TEXTO:
Relevância da pauta social e mudanças de narrativas, transformaram as eleições municipais em um referendo sobre dois tipos de política: uma enfatizando questões de costumes e segurança, a outra temas de saúde, emprego e educação. Acachapante derrotas de candidatos pegando morcego no último vagão do trem bolsonarista, demonstraram claramente a inviabilidade de fidelizar o eleitorado indeciso ou conservadores tradicionais com retórica tóxica, politicagem transacional, fake news ou anúncios contraditórios sobre a covid-19, reformas e medidas para turbinar a economia.
A crise econômica que já dura mais de seis anos com poucas soluções, somou-se a preocupação crescente sobre o impacto da covid-19 na saúde pública, sem nenhuma solução definitiva à vista para os dois problemas e seus desdobramentos. Fatores que motivaram o eleitor a depositar seu voto em candidatos que apresentaram propostas claras ou pelo menos mostraram um histórico de intervenções bem sucedidas em áreas como saúde, educação e emprego. Candidatos à esquerda ou à direita, que optaram por essa narrativa durante a campanha eleitoral, foram eleitos ou obtiveram resultados politicamente importantes, apesar de derrotados nas urnas.

ATIVIDADES:
1 – Segundo o texto sobre as eleições municipais, há quanto tempo dura a crise econômica?
2 – Repita o trecho do texto sobre as eleições municipais que vai de "Relevância da pauta" até "turbinar a economia.".
O material a seguir não é necessário.

Dados de localização de pontos
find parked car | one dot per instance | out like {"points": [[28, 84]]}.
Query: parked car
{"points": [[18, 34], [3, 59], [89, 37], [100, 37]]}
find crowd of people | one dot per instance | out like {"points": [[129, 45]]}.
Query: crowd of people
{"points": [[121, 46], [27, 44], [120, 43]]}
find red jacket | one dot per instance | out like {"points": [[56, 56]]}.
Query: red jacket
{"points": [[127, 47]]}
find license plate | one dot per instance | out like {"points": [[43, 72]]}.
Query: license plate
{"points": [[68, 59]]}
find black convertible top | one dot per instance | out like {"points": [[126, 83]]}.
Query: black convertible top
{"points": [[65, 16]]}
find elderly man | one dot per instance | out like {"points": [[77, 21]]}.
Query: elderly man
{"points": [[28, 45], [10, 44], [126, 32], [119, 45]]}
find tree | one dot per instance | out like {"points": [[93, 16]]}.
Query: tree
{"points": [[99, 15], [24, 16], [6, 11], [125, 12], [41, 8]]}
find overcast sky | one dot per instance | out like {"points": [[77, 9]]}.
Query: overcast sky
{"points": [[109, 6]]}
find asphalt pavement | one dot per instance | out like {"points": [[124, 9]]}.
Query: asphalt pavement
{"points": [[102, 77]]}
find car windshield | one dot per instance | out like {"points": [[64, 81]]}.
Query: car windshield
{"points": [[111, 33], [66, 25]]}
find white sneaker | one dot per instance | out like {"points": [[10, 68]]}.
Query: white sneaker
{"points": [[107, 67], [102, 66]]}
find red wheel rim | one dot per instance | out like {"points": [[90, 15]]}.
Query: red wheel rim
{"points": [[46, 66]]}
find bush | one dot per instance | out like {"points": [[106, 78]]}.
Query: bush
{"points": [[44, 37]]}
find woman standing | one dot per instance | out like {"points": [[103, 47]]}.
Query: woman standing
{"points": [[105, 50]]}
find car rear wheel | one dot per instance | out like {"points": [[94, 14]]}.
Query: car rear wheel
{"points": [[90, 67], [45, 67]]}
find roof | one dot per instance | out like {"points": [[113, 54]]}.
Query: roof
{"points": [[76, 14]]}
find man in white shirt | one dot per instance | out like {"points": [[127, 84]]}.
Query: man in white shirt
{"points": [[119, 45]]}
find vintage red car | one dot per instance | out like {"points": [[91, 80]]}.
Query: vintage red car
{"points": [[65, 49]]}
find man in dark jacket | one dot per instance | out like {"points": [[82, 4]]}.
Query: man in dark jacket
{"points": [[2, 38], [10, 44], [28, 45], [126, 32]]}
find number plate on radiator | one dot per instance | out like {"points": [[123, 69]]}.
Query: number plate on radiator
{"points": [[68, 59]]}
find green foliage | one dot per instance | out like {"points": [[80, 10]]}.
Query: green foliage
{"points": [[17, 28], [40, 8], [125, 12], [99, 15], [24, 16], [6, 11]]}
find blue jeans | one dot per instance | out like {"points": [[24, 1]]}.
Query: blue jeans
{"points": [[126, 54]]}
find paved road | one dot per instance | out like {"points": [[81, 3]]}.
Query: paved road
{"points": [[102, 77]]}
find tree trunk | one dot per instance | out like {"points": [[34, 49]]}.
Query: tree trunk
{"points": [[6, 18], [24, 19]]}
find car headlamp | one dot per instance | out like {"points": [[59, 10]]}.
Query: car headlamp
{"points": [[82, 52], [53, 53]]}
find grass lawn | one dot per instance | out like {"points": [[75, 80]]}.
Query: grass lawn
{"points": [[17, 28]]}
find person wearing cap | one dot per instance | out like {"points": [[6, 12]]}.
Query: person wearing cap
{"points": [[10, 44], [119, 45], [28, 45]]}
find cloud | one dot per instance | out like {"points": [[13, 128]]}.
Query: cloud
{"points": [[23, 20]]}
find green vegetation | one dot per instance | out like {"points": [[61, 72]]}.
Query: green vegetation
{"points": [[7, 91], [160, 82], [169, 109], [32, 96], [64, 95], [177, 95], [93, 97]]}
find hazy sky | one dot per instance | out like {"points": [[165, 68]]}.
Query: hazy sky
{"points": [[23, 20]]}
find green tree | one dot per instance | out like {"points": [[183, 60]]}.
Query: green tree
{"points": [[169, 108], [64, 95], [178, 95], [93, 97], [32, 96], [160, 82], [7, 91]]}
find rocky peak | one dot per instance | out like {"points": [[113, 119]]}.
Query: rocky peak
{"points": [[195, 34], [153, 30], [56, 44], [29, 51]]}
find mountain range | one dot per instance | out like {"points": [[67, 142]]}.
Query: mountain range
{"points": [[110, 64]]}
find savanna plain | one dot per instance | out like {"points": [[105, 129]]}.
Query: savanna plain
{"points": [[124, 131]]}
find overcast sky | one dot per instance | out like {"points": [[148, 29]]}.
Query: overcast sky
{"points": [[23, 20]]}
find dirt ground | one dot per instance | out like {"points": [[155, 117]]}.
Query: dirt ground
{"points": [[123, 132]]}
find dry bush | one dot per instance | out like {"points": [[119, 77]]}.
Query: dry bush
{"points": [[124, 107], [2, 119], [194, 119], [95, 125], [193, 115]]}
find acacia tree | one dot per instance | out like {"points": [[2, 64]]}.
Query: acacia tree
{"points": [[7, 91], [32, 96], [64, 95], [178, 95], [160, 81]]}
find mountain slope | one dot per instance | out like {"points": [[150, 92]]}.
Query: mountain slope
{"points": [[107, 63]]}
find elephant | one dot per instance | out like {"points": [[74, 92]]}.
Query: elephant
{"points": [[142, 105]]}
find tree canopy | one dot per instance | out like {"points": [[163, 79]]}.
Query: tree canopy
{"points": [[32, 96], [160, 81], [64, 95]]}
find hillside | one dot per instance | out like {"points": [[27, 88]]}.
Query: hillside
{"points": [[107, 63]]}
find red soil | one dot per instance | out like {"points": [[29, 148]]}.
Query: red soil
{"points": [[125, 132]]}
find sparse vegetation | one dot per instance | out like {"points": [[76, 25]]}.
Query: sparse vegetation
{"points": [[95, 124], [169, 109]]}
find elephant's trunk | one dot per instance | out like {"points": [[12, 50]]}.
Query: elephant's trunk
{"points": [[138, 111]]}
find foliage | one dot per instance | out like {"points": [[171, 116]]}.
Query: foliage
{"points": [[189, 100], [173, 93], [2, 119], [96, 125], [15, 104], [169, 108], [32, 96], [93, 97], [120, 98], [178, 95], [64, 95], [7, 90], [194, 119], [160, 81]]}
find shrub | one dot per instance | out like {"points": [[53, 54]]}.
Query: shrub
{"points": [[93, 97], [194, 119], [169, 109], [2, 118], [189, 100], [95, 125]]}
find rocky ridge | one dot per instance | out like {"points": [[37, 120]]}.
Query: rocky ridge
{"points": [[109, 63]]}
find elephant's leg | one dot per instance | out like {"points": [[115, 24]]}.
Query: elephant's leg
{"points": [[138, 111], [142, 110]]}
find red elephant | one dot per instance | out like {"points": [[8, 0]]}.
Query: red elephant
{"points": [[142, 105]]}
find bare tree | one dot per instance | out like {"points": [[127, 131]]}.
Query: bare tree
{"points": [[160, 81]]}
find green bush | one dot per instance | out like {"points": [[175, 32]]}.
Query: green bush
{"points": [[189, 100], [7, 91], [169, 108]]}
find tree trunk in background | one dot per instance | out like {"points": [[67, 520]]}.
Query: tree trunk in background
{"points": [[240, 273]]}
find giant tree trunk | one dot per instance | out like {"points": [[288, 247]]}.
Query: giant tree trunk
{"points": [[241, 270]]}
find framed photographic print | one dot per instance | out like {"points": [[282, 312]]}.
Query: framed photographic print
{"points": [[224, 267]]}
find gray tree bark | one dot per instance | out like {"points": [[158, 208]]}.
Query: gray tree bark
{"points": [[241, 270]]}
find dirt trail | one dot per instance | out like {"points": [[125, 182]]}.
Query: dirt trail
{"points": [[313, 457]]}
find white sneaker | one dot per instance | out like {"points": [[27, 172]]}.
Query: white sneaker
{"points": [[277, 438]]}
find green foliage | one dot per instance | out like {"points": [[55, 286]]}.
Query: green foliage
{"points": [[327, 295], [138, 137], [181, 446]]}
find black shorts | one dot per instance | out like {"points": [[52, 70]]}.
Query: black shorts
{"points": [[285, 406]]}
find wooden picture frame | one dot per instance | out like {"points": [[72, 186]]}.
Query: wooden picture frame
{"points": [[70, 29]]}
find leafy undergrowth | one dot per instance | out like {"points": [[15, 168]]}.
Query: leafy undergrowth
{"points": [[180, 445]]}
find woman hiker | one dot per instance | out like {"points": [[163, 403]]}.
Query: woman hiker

RESOLUÇÃO DOS EXERCÍCIOS:
1 – Há mais de seis anos.

2 –
Relevância da pauta social e mudanças de narrativas, transformaram as eleições municipais em um referendo sobre dois tipos de política: uma enfatizando questões de costumes e segurança, a outra temas de saúde, emprego e educação. Acachapante derrotas de candidatos pegando morcego no último vagão do trem bolsonarista, demonstraram claramente a inviabilidade de fidelizar o eleitorado indeciso ou conservadores tradicionais com retórica tóxica, politicagem transacional, fake news ou anúncios contraditórios sobre a covid-19, reformas e medidas para turbinar a economia.